## begin
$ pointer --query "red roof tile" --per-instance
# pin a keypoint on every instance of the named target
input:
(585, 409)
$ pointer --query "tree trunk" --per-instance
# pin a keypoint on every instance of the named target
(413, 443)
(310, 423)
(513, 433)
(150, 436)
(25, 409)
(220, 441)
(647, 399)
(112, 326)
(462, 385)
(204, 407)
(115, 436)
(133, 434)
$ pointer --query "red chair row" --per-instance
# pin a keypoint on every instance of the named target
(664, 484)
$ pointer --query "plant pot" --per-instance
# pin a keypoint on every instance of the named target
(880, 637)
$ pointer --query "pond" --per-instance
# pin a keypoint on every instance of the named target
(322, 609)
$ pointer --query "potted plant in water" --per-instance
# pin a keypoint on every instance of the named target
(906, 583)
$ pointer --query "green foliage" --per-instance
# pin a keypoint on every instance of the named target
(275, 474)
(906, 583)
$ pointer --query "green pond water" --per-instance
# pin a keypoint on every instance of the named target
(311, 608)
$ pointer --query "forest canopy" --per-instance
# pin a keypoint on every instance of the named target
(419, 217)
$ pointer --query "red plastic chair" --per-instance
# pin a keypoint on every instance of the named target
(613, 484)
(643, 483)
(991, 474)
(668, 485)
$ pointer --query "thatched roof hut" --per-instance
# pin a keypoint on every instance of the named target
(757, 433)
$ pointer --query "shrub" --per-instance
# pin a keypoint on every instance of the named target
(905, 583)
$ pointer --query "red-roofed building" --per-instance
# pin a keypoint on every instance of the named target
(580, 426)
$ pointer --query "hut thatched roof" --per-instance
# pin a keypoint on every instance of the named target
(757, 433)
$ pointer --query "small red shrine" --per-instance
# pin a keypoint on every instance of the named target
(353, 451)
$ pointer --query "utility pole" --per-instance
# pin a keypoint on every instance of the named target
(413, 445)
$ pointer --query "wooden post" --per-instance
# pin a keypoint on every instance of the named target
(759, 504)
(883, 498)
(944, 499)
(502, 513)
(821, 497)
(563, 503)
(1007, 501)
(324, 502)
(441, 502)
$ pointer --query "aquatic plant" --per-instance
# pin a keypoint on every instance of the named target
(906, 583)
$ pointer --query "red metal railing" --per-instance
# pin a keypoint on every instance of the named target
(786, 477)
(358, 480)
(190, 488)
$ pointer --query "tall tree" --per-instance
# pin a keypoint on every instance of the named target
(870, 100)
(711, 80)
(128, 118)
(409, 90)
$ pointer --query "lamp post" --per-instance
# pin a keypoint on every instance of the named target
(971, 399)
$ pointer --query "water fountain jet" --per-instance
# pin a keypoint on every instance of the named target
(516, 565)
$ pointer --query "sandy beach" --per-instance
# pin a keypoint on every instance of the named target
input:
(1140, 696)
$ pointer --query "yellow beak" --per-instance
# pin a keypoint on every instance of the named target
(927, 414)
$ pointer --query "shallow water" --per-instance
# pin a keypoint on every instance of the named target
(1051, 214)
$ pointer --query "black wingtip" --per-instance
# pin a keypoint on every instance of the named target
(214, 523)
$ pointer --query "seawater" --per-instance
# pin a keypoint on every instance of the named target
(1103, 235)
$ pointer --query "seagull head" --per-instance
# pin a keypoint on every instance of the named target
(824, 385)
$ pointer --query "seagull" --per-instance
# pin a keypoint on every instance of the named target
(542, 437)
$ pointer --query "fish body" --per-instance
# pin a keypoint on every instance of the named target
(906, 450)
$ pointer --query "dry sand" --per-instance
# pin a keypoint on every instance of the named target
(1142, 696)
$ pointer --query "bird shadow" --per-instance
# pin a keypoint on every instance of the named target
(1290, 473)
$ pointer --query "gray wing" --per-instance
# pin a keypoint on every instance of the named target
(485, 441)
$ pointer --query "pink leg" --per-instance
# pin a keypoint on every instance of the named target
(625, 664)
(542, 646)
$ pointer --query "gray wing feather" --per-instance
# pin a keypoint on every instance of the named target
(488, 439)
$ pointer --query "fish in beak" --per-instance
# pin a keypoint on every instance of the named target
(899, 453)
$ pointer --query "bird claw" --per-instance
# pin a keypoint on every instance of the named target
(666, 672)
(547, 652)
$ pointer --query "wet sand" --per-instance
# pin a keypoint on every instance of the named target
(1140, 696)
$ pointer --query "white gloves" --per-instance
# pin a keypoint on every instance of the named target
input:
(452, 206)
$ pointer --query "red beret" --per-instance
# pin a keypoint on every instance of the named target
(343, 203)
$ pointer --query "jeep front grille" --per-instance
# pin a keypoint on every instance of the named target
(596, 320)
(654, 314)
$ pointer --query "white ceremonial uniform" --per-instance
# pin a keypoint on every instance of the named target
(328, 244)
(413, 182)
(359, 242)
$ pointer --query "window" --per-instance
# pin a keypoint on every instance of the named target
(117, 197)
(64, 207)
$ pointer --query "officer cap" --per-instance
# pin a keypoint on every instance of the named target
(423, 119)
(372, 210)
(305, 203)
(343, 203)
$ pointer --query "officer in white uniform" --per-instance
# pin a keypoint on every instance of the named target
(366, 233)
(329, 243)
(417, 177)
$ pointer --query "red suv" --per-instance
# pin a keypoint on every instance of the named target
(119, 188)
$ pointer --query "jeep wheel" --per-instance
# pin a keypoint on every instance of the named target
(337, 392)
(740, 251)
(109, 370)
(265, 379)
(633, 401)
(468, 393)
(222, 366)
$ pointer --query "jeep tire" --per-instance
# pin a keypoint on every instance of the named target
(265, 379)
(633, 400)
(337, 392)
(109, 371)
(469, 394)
## end
Write out every entry verbatim.

» Written response
$ pointer --query "red roof tile" --per-instance
# pin a keypoint on every instance of the named target
input:
(585, 409)
$ pointer --query "tree trunk" --per-instance
# pin a keypoint on every instance of the named target
(413, 443)
(310, 423)
(513, 433)
(150, 436)
(25, 409)
(220, 441)
(647, 399)
(112, 326)
(462, 385)
(204, 407)
(115, 436)
(133, 434)
$ pointer --query "red chair row" --per-instance
# pin a keypoint on every instance of the named target
(664, 484)
$ pointer --query "plant pot" --per-instance
# pin a keypoint on every instance of the named target
(880, 637)
$ pointer --query "pond" --per-instance
# pin a keypoint on every instance of the named target
(322, 609)
$ pointer --query "potted plant in water" --per-instance
# pin a keypoint on every instance of the named target
(906, 583)
$ pointer --query "green foliage" --per-instance
# pin a keypoint on every instance of the named target
(275, 474)
(906, 583)
$ pointer --query "green pond water" --per-instance
# pin a keypoint on every instance of the named target
(311, 608)
$ pointer --query "forest canopy" --per-instance
# pin a keypoint on every instance of the named target
(419, 217)
$ pointer --query "red plastic chair" --per-instance
# pin a keypoint on every instance of the named target
(613, 484)
(643, 483)
(991, 474)
(668, 485)
$ pointer --query "thatched roof hut" --per-instance
# pin a keypoint on every instance of the named target
(757, 433)
$ pointer --query "shrub" --per-instance
# pin a keypoint on every instance of the named target
(905, 583)
$ pointer --query "red-roofed building" --per-instance
# pin a keypoint on every instance of the named target
(580, 426)
$ pointer --query "hut thatched roof" --per-instance
# pin a keypoint on every instance of the named target
(757, 433)
$ pointer --query "small red shrine" --per-instance
# pin a keypoint on every instance of the named target
(353, 451)
$ pointer --query "utility pole" --per-instance
# pin a keypoint on every instance of the named target
(413, 445)
$ pointer --query "wooden post" --per-instance
# pin a keypoint on every instance of the named target
(759, 504)
(883, 498)
(944, 499)
(502, 513)
(821, 497)
(563, 503)
(1007, 501)
(324, 502)
(441, 502)
$ pointer --query "aquatic plant" --per-instance
# pin a keypoint on every instance of the named target
(906, 583)
$ pointer --query "red metal railing" --per-instance
# pin a keypoint on every instance of the named target
(786, 477)
(358, 480)
(190, 488)
$ pointer --query "tall tree" --per-instance
# pin a keypoint on every instance of the named target
(870, 100)
(711, 80)
(128, 118)
(409, 90)
$ pointer --query "lamp post" --per-instance
# pin a keypoint on every instance of the named target
(971, 399)
$ pointer --query "water fountain jet" --per-instance
# pin a keypoint on every instance of the named target
(516, 565)
$ pointer --query "sandy beach" --per-instance
# pin a keypoint on every instance of the named target
input:
(1140, 696)
$ pointer --query "yellow beak" --per-instance
# pin a keypoint on every instance of the named target
(927, 414)
$ pointer --query "shallow water" --per-instance
# pin a keypoint on every instance of the named target
(1051, 214)
$ pointer --query "black wingtip" --per-instance
# pin a keypoint on every instance of the named target
(214, 523)
$ pointer --query "seawater" --per-instance
# pin a keypoint on every instance of the named target
(1103, 235)
$ pointer --query "seagull head" --per-instance
# pin a keypoint on every instance of the named target
(824, 385)
$ pointer --query "seagull" --per-instance
# pin a keypoint on every instance of the named target
(542, 437)
$ pointer --query "fish body" --per-instance
# pin a keypoint on every instance of the named target
(906, 450)
$ pointer --query "dry sand" --per-instance
# pin a keypoint on every instance of the named target
(1142, 696)
$ pointer --query "bird shadow" --per-instance
# pin a keypoint on every instance of the named target
(1290, 473)
$ pointer --query "gray wing" --per-instance
# pin a keypoint on every instance of the named target
(485, 441)
$ pointer --query "pink leg" --per-instance
# pin a keypoint on every instance of the named target
(625, 664)
(542, 646)
$ pointer --query "gray wing feather" --per-instance
# pin a keypoint on every instance of the named target
(488, 439)
$ pointer --query "fish in beak" --per-instance
# pin a keypoint on every instance of the named target
(899, 453)
$ pointer --query "bird claw" --per-instance
# pin a keypoint on every instance of the named target
(666, 672)
(547, 652)
$ pointer --query "wet sand" --per-instance
# pin a keypoint on every instance of the named target
(1140, 696)
$ pointer --query "white gloves" --per-instance
# pin a keypoint on every instance of the named target
input:
(452, 206)
$ pointer --query "red beret" --per-instance
# pin a keypoint on every instance of the named target
(343, 203)
$ pointer --query "jeep front grille" --per-instance
# pin a keypoint on every instance of the named target
(596, 320)
(654, 314)
$ pointer --query "white ceremonial uniform" --per-instance
# pin a keypoint on every instance of the named target
(328, 244)
(413, 182)
(359, 242)
$ pointer --query "window" --per-instance
# pin a keypoint on every instance of the named target
(117, 197)
(64, 207)
$ pointer --query "officer cap" --per-instance
# pin a keypoint on every instance of the named target
(423, 119)
(372, 210)
(305, 203)
(343, 203)
$ pointer --query "officer in white uniform" --per-instance
# pin a keypoint on every instance of the named target
(366, 233)
(329, 243)
(417, 177)
$ pointer --query "red suv" --per-instance
# pin a keypoint on every instance of the named target
(119, 188)
$ pointer --query "jeep wheel" --per-instance
# pin a keypoint on every instance of the named target
(337, 392)
(740, 251)
(109, 370)
(265, 379)
(633, 401)
(468, 393)
(222, 366)
$ pointer --query "jeep tire" --per-instance
# pin a keypoint on every instance of the named target
(265, 379)
(633, 400)
(337, 392)
(109, 371)
(469, 394)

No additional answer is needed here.